* _Exercise task_
Reproduce everything from the line containing "of the pink" down to the end of the listing, requests included, with each coordinate in the answers multiplied by 1.55 and rounded to a whole number, halves rounded up.

* _Data supplied_
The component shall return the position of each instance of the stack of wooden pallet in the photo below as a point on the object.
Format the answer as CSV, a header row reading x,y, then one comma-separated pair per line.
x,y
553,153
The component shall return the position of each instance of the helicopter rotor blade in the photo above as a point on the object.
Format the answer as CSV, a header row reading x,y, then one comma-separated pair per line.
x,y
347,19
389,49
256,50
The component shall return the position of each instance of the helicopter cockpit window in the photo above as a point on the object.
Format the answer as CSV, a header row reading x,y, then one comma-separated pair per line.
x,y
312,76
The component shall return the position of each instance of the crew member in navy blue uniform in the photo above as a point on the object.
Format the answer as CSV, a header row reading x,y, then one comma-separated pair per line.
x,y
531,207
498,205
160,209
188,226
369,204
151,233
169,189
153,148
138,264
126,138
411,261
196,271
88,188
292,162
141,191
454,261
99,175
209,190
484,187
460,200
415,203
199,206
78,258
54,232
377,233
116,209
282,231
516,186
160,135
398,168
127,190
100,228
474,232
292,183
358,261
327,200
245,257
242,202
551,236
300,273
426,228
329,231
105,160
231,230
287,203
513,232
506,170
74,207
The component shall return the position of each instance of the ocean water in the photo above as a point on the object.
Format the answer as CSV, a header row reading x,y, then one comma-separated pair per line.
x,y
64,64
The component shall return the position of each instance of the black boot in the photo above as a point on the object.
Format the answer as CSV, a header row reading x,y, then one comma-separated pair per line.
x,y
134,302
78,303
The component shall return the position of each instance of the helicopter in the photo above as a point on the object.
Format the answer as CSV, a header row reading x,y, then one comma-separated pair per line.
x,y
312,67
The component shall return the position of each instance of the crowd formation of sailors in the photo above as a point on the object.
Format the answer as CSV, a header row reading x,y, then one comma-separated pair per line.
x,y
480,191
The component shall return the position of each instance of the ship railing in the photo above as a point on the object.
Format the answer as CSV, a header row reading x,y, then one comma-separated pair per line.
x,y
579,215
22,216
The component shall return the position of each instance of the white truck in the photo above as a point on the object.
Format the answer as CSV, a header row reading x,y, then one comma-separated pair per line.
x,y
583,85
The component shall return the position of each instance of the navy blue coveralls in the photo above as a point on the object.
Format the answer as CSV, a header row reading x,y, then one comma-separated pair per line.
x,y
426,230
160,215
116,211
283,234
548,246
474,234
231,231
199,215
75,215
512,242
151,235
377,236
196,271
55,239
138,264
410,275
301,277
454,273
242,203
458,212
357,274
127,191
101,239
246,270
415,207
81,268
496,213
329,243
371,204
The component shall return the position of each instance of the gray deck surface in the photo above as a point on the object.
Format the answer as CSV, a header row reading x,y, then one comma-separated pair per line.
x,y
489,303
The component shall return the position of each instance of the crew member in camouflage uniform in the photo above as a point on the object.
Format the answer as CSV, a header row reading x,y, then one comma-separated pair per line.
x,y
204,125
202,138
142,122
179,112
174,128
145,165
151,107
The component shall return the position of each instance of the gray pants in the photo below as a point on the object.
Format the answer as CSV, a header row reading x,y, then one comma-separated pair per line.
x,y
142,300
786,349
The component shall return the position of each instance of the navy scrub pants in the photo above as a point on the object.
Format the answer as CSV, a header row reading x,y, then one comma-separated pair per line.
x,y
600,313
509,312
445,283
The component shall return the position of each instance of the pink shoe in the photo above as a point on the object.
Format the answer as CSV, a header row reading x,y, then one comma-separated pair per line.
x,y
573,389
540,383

* _Result of this task_
The component shall return the position of each instance of the pink shoe in the photo above as a point on the object.
Format the answer as CSV, a header row reading x,y, then one comma-separated pair per line.
x,y
888,603
837,594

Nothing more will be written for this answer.